The lines below, beginning at the one that contains "shield logo on helmet" and ending at the last, are to be retyped exactly.

===== The data

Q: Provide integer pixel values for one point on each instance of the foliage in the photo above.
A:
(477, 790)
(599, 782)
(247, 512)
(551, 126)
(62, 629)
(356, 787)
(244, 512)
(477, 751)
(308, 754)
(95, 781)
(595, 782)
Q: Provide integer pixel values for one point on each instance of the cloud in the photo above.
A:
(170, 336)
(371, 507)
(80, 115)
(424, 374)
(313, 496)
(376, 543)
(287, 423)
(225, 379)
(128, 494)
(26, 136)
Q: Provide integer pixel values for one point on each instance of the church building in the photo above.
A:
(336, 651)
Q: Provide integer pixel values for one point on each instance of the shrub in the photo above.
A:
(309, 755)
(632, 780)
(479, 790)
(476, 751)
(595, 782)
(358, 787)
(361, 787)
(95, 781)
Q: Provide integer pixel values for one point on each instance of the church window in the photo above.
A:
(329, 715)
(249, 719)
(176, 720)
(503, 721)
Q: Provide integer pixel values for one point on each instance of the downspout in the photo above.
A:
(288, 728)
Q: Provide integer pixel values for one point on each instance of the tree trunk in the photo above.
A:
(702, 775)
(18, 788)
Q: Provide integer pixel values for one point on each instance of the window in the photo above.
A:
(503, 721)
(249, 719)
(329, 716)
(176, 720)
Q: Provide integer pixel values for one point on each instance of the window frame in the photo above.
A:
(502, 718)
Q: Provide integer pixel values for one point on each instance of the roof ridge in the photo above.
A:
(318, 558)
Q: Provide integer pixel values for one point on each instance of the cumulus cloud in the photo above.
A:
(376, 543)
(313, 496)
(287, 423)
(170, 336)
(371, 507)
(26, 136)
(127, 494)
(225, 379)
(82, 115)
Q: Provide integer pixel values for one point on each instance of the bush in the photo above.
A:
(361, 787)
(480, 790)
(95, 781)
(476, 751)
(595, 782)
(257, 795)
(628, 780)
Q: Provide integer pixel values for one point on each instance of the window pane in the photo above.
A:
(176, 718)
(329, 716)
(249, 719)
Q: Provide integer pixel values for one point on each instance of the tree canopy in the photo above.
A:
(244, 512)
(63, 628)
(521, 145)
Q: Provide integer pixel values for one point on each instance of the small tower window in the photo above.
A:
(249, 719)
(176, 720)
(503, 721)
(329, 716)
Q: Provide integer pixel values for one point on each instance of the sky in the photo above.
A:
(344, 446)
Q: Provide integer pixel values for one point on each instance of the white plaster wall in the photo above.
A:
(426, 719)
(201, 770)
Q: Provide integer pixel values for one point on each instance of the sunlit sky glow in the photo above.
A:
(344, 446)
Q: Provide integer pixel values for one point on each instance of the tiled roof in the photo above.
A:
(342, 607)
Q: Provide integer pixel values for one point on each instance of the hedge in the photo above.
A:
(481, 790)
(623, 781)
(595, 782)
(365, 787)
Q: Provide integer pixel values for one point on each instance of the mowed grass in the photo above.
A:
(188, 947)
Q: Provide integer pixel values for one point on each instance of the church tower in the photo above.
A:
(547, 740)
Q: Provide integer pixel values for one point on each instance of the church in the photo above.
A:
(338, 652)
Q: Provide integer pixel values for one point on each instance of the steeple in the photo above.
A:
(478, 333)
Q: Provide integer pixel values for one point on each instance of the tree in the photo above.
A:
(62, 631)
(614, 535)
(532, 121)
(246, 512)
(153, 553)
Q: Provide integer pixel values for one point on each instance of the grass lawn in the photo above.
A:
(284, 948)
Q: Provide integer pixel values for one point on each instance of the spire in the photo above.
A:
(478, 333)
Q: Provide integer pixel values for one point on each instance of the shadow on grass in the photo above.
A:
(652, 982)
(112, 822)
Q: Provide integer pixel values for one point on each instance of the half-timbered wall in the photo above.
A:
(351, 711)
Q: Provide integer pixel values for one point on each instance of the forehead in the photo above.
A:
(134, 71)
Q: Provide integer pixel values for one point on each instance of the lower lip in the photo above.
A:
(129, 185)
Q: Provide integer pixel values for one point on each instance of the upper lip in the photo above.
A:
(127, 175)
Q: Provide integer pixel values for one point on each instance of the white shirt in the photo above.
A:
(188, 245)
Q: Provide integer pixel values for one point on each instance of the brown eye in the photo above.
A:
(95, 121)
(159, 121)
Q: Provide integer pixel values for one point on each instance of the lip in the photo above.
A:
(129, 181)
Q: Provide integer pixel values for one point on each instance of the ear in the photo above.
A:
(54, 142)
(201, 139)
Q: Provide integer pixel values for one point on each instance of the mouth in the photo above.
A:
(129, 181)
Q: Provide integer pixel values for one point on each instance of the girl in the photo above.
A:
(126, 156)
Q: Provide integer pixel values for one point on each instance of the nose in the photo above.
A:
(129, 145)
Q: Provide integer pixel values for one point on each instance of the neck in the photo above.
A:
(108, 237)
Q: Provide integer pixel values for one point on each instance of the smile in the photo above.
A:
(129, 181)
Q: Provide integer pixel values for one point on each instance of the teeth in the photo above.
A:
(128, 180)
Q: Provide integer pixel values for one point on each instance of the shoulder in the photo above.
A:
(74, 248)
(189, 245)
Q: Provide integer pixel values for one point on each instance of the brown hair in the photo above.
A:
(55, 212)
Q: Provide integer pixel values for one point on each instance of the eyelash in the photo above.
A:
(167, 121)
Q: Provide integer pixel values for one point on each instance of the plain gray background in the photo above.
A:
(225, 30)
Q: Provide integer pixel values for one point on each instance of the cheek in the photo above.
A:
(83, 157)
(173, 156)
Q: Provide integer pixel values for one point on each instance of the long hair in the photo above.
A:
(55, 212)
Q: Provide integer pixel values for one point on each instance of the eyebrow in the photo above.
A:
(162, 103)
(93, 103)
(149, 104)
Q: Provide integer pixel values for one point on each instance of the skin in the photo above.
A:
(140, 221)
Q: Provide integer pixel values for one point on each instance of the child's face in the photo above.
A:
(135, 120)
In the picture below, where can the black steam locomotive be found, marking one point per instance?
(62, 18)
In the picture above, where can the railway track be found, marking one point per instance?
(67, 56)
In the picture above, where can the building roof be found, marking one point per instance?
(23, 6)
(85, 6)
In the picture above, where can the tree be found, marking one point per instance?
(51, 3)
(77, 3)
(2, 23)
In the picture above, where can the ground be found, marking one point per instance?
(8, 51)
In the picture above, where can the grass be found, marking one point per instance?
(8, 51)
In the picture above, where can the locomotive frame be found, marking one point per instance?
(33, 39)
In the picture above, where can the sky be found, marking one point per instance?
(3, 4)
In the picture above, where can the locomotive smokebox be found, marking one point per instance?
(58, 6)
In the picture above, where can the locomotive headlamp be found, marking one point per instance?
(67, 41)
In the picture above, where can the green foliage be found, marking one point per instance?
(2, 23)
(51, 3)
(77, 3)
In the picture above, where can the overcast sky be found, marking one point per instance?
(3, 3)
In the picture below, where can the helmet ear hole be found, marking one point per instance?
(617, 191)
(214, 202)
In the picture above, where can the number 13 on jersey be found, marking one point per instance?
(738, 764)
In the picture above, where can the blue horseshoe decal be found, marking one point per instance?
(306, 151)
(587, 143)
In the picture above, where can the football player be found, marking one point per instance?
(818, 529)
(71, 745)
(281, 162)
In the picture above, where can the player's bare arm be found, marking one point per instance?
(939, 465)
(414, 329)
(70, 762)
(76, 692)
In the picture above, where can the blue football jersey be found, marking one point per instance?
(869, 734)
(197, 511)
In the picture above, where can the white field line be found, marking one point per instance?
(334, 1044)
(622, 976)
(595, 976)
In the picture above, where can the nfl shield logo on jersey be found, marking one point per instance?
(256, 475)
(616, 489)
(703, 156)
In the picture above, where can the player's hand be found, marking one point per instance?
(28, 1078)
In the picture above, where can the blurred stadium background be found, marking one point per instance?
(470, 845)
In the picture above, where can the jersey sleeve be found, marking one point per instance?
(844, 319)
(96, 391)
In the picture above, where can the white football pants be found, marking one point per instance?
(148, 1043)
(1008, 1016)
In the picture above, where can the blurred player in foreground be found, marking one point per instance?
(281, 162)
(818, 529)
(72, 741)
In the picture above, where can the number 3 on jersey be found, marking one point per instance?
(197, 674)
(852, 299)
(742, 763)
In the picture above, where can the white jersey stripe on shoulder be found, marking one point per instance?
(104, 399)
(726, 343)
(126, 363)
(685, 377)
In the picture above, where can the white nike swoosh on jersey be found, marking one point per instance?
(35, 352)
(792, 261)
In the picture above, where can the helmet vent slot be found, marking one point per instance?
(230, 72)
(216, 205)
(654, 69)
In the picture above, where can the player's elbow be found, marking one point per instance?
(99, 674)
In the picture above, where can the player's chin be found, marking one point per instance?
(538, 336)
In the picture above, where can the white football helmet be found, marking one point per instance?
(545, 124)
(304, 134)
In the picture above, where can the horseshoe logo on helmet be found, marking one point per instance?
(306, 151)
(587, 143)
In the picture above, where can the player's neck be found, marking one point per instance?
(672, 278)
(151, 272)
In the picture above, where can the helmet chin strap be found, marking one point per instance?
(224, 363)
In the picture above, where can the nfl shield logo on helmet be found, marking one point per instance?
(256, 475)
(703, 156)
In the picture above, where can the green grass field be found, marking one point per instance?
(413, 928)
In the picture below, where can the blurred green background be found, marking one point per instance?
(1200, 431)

==========

Answer space |
In the picture above, where can the nfl shield logo on helmet be found, marking one point per instance?
(256, 475)
(703, 156)
In the picture above, where can the green grass field be found, marking one point per instance?
(413, 928)
In the picture below, where can the blurred green background be found, marking one point per instance?
(1200, 431)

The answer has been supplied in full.